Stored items

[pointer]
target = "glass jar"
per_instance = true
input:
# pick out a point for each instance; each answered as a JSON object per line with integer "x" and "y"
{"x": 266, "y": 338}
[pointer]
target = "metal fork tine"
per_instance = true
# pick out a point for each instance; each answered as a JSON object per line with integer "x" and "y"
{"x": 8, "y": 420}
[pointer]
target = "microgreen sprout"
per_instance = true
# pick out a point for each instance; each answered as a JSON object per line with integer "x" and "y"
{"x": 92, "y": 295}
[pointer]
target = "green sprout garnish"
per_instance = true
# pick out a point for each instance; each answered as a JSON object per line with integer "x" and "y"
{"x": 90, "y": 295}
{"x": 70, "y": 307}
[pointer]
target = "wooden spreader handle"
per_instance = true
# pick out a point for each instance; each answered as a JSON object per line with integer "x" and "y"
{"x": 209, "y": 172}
---
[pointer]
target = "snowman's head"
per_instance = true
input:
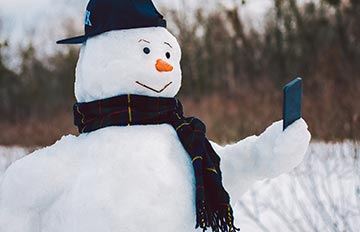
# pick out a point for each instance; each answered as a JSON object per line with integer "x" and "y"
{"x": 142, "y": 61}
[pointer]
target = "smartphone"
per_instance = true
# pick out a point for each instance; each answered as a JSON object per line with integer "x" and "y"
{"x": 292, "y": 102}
...
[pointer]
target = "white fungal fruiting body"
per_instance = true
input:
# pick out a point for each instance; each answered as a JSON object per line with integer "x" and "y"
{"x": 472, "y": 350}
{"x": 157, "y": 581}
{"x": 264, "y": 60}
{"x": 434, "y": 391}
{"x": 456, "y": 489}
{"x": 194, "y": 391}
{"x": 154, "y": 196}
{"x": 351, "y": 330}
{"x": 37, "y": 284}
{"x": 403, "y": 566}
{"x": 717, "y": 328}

▶ **YOUR TASK**:
Return every line from the rows above that contains the word "target". Case counts.

▶ **ANSWER TO THE EXERCISE**:
target = "glass jar"
target = "metal fork tine"
target = "microgreen sprout"
target = "green sprout garnish"
target = "wooden spreader handle"
target = "snowman's head"
target = "smartphone"
target = "white fungal fruiting body"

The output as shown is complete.